The response must consist of the lines below from the one with "Question. Indicate one point on each instance of the gray" through the one with "Question. Indicate one point on each instance of the dark", exactly as they appear and with both ends kept.

Data provided:
Content starts

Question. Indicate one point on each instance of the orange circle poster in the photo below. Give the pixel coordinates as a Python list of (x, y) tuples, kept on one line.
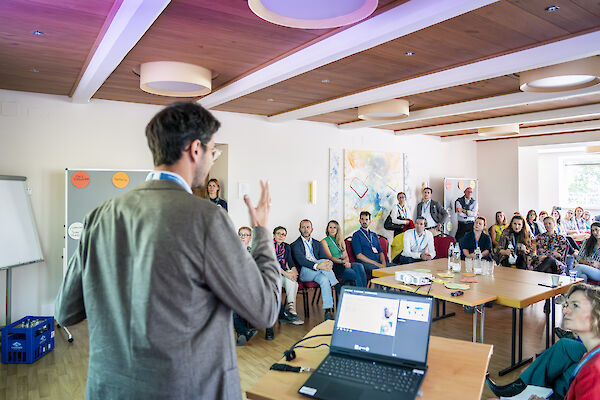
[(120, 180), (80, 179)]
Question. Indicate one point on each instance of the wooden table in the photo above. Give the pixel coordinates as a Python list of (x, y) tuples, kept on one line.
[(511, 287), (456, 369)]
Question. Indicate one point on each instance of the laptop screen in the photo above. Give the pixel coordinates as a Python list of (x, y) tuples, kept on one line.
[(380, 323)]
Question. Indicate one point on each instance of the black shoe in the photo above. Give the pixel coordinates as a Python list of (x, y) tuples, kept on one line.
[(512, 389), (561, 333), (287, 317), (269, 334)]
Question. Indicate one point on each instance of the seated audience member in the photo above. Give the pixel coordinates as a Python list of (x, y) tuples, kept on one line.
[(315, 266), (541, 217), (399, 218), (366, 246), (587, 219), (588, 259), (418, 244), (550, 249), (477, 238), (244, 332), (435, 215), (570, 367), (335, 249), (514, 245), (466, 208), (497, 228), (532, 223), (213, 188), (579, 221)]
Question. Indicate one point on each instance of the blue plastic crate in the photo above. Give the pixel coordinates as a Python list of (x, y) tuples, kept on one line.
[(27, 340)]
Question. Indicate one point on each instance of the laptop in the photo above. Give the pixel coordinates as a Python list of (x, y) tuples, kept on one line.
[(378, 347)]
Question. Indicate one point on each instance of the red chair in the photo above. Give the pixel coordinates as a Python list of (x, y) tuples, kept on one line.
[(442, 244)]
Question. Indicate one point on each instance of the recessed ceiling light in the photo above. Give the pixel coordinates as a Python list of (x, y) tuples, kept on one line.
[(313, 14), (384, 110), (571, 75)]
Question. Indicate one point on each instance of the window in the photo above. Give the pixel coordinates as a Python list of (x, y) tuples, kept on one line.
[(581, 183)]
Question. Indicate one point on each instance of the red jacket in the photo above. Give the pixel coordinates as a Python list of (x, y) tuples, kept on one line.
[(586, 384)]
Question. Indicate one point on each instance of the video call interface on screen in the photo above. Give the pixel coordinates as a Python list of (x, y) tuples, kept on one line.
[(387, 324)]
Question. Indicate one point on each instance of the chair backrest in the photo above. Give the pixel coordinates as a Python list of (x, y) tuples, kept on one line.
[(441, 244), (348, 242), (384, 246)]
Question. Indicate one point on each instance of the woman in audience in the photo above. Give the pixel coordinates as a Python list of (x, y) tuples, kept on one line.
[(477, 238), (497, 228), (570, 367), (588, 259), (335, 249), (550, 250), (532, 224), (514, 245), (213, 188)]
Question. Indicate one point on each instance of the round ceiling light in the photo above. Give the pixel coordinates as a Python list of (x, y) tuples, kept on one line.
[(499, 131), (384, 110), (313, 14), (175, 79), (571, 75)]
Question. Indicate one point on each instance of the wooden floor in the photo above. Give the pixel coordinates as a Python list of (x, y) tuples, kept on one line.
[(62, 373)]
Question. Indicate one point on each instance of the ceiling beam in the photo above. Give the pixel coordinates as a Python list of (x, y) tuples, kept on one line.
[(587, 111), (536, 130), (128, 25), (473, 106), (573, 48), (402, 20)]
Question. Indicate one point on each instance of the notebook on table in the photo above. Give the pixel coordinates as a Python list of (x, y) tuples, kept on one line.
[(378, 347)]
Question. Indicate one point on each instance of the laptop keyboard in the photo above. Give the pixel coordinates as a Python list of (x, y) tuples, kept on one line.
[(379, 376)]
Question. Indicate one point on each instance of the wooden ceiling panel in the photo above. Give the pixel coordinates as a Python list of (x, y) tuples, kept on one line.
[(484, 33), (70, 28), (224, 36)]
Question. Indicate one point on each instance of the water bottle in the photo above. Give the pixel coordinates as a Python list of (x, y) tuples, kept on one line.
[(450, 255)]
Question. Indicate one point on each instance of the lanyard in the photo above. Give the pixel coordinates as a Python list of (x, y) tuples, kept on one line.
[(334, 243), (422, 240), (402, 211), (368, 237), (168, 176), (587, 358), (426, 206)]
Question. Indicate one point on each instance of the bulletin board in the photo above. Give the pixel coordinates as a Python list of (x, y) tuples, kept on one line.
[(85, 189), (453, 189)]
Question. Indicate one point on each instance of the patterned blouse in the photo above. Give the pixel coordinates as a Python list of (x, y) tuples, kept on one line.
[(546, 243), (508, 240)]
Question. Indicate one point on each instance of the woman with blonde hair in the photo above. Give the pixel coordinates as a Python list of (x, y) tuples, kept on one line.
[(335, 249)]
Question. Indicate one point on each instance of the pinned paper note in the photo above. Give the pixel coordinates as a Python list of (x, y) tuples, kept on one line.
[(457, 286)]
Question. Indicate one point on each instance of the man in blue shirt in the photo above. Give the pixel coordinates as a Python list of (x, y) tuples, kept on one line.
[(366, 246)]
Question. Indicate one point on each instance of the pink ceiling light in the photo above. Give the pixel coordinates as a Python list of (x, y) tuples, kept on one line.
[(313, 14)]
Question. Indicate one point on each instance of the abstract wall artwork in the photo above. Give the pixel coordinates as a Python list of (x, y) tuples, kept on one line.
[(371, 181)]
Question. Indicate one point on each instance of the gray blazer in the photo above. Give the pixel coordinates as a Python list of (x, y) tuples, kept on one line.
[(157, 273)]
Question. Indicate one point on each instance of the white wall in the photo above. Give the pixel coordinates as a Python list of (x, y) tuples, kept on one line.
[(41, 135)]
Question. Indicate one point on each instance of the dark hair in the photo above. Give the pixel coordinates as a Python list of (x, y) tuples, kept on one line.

Content ends
Content starts

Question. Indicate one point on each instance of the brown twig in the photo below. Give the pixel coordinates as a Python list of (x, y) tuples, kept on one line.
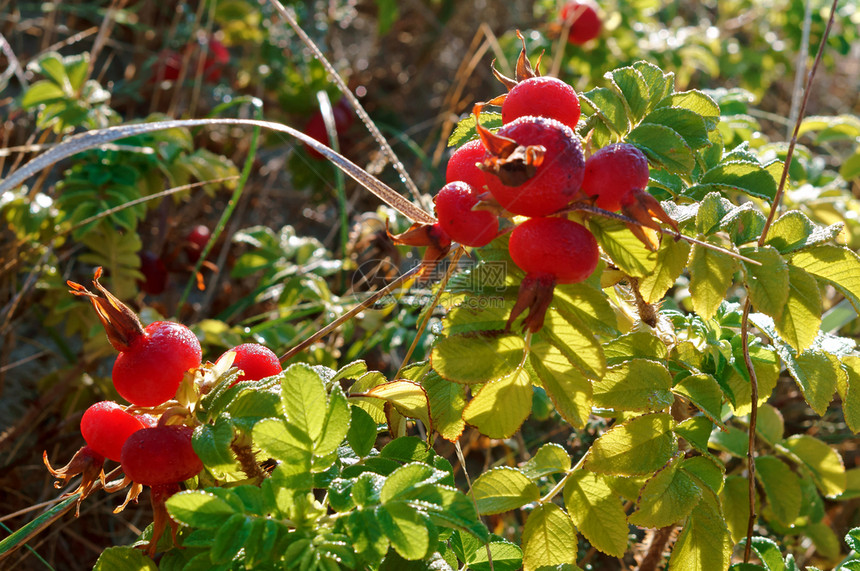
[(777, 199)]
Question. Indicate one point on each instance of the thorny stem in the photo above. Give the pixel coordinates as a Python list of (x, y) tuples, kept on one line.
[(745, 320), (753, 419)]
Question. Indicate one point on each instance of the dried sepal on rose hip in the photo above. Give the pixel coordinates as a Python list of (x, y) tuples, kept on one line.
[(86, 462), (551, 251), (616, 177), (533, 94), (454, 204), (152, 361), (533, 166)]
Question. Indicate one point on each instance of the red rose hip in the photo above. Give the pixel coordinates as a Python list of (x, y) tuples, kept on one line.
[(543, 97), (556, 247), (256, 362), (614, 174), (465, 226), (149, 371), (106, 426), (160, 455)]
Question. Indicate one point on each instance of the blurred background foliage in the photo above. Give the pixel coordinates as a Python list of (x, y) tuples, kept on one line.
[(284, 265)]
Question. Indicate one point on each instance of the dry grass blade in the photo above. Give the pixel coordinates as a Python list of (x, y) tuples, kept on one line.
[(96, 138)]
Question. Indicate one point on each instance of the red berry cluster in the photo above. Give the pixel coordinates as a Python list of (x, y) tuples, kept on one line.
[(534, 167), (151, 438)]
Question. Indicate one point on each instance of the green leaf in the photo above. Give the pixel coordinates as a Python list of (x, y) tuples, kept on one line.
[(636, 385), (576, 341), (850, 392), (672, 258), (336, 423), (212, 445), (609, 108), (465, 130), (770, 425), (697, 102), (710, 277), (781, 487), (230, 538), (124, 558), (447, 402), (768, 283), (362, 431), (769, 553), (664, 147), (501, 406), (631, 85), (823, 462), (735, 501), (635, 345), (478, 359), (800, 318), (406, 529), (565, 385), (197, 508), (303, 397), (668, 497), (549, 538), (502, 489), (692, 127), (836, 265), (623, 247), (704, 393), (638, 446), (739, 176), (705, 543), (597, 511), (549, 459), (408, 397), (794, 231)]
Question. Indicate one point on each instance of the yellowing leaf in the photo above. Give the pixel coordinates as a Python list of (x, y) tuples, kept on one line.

Content ends

Your solution:
Question. Indicate one point on each instance of the gray blazer in the photo above. Give the pixel coordinates as a Python list of (x, y) tuples, kept on one line.
[(157, 273)]
Question. Indicate one point on each instance of the white wall in the photo above. Give the pixel coordinates as a Python list of (x, y) tuples, kept on one line.
[(41, 135)]
Question. Indicate one point on each instance of the dark hair in the photo above. Give the pixel coordinates as a Python list of (x, y) tuples, kept on one line.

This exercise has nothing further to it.